═══ Extract provided

Cisco Scales AI Bug Hunting to 1.8 Billion Lines of Code, But Remains Quiet on the Results

Table of Contents
The Floodlight Approach to Security
Cisco is betting heavily on the ability of frontier AI models to dismantle the traditional timeline of software security audits. In a recent update, Anthony Grieco, Senior Vice President of Cisco’s security and trust organization, revealed that the company utilized a combination of Anthropic’s Claude Mythos Preview and OpenAI’s GPT 5.5-Cyber to scan a staggering 1.8 billion lines of code over a period of just eight weeks.
To put that scale into perspective, Grieco noted that performing a manual audit of that magnitude would typically require eight years of effort from Cisco’s advanced security teams. The scan covered more than 25 different programming languages across the company’s diverse product portfolio, utilizing what Grieco described as a “human-guided harness” to keep the AI focused and reduce noise.
The efficiency is impressive, and Cisco claims a false positive rate of under 3 percent. Grieco likened the transition from traditional targeted security evaluations to this AI-driven approach as “switching from a flashlight to a flood light to illuminate a dark room.” However, there is a glaring omission in the reporting: Cisco has not disclosed how many actual vulnerabilities the models uncovered, nor whether those holes have been patched.
The ‘Black Box’ of AI Bug Hunting
The lack of specific data from Cisco stands in stark contrast to other early adopters of these high-capability models. In May, Palo Alto Networks—another partner in the same ecosystem—reported that after one month of using frontier models including Mythos, it identified 26 CVEs representing 75 underlying security issues across 130 products. For Palo Alto, this represented a massive spike in discovery, as the company typically discloses fewer than five CVEs per month.
Cisco’s silence on the specific count of bugs found raises questions about the actual efficacy of the tool versus the marketing narrative of “transformative power.” While the speed of scanning is a mathematical certainty, the quality of the “actionable intelligence” remains unverified without a reported number of critical finds.
Anthropic’s Controlled Expansion
The technology powering these scans, specifically Anthropic’s Mythos, is not available to the general public. It is currently restricted to “Project Glasswing,” a highly vetted partner program. Anthropic recently announced a significant expansion of this cohort, adding 150 new organizations and bringing the total to roughly 200 partners.
The caution surrounding Mythos is rooted in the model’s potential for misuse. Anthropic has previously suggested that the model’s ability to find and exploit security holes is so potent that an unrestricted release could provide bad actors with a turnkey toolkit for catastrophic cyberattacks. Consequently, access is limited to government agencies and corporate entities that meet stringent security requirements.
The expanded Glasswing program now reaches beyond the U.S., including a heavy presence in South Korea. Reports indicate that the Korea Internet and Security Agency (KISA), Samsung Electronics, SK hynix, and SK Telecom have joined the program. Anthropic also noted that the new cohort diversifies the industries involved, adding partners from healthcare, water, power, and communications—sectors where a single unpatched vulnerability in a shared codebase can have systemic real-world consequences.
A Closing Window for Defense
The rush to integrate these models into the development lifecycle is driven by a growing fear that the “adversary” is already using them. Executives at Palo Alto Networks have previously warned of a narrow window—perhaps only three to five months—before AI-driven exploits become the industry norm.
By integrating AI threat detection and automated auditing, companies like Cisco and Rubrik are attempting to automate the defense side of the equation. But as these tools move from the preview phase to the production phase, the industry will need more than anecdotes about speed; it will need a transparent accounting of how many doors these AI models are actually locking before the other side finds the key.

══════
═══ Records

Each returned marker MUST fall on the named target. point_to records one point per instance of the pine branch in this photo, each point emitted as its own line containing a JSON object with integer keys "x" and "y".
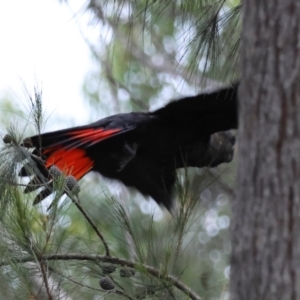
{"x": 117, "y": 261}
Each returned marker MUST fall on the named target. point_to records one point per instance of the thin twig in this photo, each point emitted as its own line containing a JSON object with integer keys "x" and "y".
{"x": 80, "y": 208}
{"x": 118, "y": 261}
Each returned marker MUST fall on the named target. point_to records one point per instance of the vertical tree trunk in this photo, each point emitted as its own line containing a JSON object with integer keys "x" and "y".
{"x": 266, "y": 213}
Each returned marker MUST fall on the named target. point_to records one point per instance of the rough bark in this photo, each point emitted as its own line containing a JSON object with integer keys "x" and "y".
{"x": 266, "y": 212}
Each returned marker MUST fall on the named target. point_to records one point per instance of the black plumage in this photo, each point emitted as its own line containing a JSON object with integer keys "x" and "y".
{"x": 143, "y": 150}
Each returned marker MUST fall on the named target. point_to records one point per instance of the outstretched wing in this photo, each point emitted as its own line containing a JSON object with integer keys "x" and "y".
{"x": 69, "y": 150}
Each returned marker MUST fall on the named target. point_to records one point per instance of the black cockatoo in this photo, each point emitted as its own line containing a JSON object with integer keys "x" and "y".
{"x": 142, "y": 150}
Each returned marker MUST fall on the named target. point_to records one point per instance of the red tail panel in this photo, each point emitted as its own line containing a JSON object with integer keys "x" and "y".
{"x": 74, "y": 161}
{"x": 70, "y": 161}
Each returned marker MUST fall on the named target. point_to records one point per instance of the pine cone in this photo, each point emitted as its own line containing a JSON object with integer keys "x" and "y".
{"x": 106, "y": 283}
{"x": 108, "y": 269}
{"x": 126, "y": 272}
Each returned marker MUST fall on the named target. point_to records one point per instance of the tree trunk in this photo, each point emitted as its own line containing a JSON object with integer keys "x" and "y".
{"x": 266, "y": 213}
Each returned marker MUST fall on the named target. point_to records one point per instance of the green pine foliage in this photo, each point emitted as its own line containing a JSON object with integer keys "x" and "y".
{"x": 103, "y": 244}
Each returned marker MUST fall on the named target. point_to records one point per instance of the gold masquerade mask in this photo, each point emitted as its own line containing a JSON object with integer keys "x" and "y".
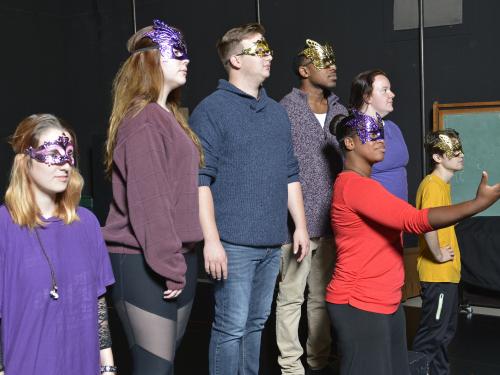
{"x": 451, "y": 147}
{"x": 259, "y": 48}
{"x": 322, "y": 57}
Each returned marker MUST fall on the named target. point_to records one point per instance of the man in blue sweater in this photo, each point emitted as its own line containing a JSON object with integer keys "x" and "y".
{"x": 249, "y": 180}
{"x": 310, "y": 107}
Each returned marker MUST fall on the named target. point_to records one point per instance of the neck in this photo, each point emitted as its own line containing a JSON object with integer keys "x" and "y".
{"x": 46, "y": 203}
{"x": 162, "y": 98}
{"x": 251, "y": 87}
{"x": 443, "y": 173}
{"x": 362, "y": 170}
{"x": 368, "y": 110}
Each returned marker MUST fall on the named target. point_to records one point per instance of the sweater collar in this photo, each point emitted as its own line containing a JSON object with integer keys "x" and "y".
{"x": 255, "y": 104}
{"x": 302, "y": 95}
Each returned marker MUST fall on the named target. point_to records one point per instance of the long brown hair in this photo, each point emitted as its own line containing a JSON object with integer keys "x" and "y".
{"x": 19, "y": 197}
{"x": 138, "y": 83}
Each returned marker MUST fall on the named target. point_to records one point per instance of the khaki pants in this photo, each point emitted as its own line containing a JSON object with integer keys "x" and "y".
{"x": 315, "y": 271}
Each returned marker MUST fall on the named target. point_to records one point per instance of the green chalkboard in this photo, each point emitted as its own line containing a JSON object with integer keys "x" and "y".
{"x": 479, "y": 128}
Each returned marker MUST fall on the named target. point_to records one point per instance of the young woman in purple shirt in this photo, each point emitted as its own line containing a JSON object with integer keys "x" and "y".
{"x": 54, "y": 267}
{"x": 371, "y": 94}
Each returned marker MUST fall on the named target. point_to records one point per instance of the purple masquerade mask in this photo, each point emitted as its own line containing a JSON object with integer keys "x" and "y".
{"x": 58, "y": 152}
{"x": 169, "y": 40}
{"x": 367, "y": 127}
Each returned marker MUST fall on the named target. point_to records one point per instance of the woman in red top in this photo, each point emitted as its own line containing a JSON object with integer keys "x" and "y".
{"x": 363, "y": 297}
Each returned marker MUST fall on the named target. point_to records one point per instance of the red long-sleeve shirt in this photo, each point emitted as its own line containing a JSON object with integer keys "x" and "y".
{"x": 367, "y": 222}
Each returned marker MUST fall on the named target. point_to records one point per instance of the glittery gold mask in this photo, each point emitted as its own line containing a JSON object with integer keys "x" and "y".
{"x": 259, "y": 48}
{"x": 322, "y": 57}
{"x": 451, "y": 147}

══════

:: Exercise ::
Turn the paragraph beginning "The expanded Glasswing program now reaches beyond the U.S." in the article on Cisco's AI bug hunting into a short bulleted list that keeps its main facts. The records aren't used here.

:: Reply ::
- The expanded Glasswing program now extends beyond the U.S., with a heavy presence in South Korea.
- Reported new Korean members: the Korea Internet and Security Agency (KISA), Samsung Electronics, SK hynix, and SK Telecom.
- According to Anthropic, the new cohort adds partners from healthcare, water, power, and communications.
- In these sectors, one unpatched vulnerability in a shared codebase can have systemic real-world consequences.